## RECORDS SUPPLIED
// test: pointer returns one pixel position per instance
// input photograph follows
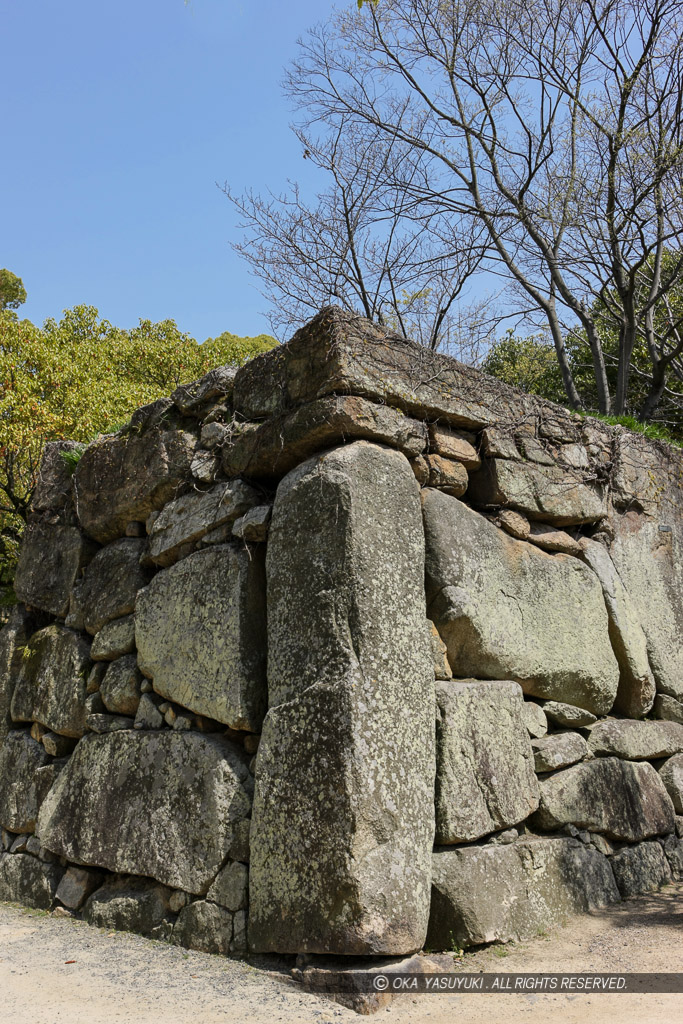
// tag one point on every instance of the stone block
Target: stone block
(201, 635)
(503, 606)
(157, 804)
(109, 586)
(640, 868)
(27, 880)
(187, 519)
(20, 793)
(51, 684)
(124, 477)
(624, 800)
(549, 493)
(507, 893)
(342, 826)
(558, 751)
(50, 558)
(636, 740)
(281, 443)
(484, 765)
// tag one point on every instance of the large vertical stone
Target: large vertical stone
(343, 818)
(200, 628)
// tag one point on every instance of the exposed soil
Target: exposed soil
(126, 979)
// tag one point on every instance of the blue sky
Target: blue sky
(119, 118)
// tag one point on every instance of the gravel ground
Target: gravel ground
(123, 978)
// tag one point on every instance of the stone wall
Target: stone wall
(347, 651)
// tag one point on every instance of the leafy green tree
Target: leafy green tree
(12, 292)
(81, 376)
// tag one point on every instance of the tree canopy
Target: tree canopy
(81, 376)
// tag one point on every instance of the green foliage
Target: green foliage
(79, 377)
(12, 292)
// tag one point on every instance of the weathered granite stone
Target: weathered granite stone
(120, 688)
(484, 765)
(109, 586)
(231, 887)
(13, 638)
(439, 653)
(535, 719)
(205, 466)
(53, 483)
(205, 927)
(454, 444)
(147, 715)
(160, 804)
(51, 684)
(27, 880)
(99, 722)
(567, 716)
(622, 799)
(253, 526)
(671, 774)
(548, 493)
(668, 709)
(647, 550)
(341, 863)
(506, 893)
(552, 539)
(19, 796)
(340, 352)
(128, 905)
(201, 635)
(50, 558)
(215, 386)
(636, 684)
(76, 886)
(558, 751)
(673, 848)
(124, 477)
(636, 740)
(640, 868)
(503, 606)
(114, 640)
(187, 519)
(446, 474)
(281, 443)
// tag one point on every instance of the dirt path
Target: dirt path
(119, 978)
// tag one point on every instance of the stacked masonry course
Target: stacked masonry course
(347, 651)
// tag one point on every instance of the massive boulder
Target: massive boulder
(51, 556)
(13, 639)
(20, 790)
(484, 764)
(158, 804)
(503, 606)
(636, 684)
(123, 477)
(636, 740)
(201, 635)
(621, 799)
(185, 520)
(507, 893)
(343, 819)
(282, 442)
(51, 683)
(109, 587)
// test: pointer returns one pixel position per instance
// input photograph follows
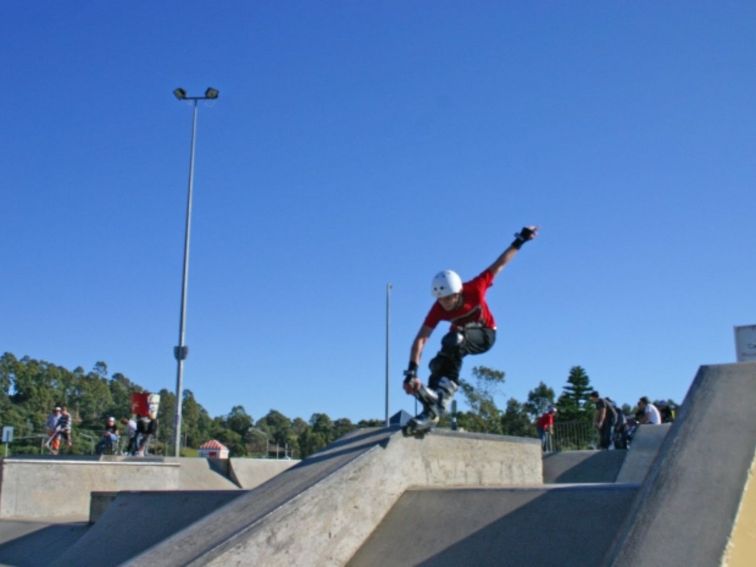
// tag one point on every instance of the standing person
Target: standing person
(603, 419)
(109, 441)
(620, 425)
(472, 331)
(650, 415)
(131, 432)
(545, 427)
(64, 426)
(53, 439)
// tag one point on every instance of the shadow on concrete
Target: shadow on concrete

## WHAT IS REQUIRED
Find the line containing "the dirt path" in the listing above. Restate it and every line after it, word for word, through the final line, leaving out the pictures.

## TASK RESPONSE
// tag one point on every instance of the dirt path
Target: dirt path
(119, 978)
// tag one point on every instance of the stacked masonry course
Target: stacked masonry course
(347, 651)
// tag one point on every instance of the massive boulder
Target: massive boulder
(51, 556)
(13, 639)
(20, 790)
(484, 764)
(158, 804)
(503, 606)
(636, 684)
(123, 477)
(636, 740)
(201, 635)
(621, 799)
(185, 520)
(507, 893)
(343, 819)
(282, 442)
(51, 683)
(109, 587)
// test: pointer returns one pixel position per instance
// input photograph follows
// tag one point on every instance of the standing person
Target: standing person
(603, 419)
(109, 441)
(620, 425)
(472, 331)
(650, 415)
(131, 432)
(545, 427)
(64, 426)
(53, 439)
// tag one point on every instance of the shadow on concrete
Target: shadow on concrete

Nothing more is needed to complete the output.